PASSAGE GIVEN:
↓↓↓

Cancun Faith Groups Gather In Prayer For Climate Conference

by Jess Leber · 2010-12-01 10:00:00 UTC

Jess Leber is Change.org's environment editor and is writing from COP-16 in Cancun this week, where 193 nations are meeting from Nov. 29-Dec. 11 in their yearly attempt to forge a new international treaty to tackle the global warming crisis.

A surreal air surrounds the global climate talks. That air is cloaked in diplomatic floweriness, impenetrable acronyms, and conditional language—the total effect is to ensure no nation takes responsibility for much at all. But underneath that cloak are some scarily bold statement by omission. By diplomats not saying—and not doing—what needs to be done to slow global warming is in fact an overt decision to consign humanity to a perilous future.

These are the general sentiments expressed by 350.org's Bill McKibben, who spoke at a side event of the COP-16 meetings yesterday. The man is a walking dose of reality, but more on that in a bit. I'd like to first tell you about another dose of reality I experienced here yesterday

Far from the conference center on the Plaza De La Reforma, in front of Cancun's city hall, residents of this city yesterday joined together to say a prayer for the earth (Una Oracion Por La Tierra) and prayer for a successful outcome of the talks they are hosting.

↑↑↑

WHAT TO PRODUCE:
Continue the report on Cancun residents praying for the climate conference, starting right after its final sentence.

DATASET EXTRACT:
↓↓↓

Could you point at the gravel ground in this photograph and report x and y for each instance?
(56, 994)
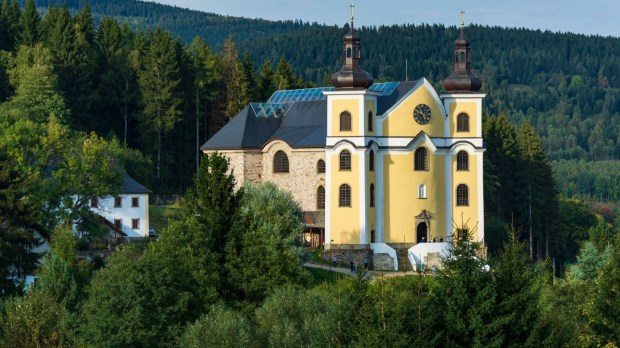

↑↑↑

ANSWER TO THE EXERCISE:
It was an inspiring scene. More than 20 churches of all denominations, and Jews and Muslims too, joined together for the 4-hour event, each group coming up to the stage to say (or sing) their hopes for the global climate system. By my estimate there were some 200 people there in the plaza, and this week they are joined with prayers in churches all over the world, from China to the Canada, and Nicaragua to France. Some 5,000 people are set to participate overall.

The prayer was largely organized by students and churches in Cancun. Almaiza Muñoz, one of the organizers who will attend university soon, told me that at first, many Cancun residents and media were more interested in the business opportunities brought by the conference's 1,000s of attendees. They also remembered the tear gas sprayed during a World Bank meeting here a few years ago, and so were antsy about security measures.

But students like Muñoz have worked to educate the city about the importance of the topic of the conference—and why climate change mattered to Cancun residents as much as it does to the delegates inside. Cancun, for example, is straight in the path of hurricanes the more intense hurricanes coming from the Gulf, and has seen its treasured beaches–the heart of the city's entire economy—shrinking in size in recent years. Now, these students and activists are working to push their city to implement sustainability measures that save water and make the city greener.

The event illustrated the power of the faith community to bring an audience that might not otherwise attend an environmental rally, and why the work that 350.org is doing to bring together these disparate threads of a nascent climate movement is crucial.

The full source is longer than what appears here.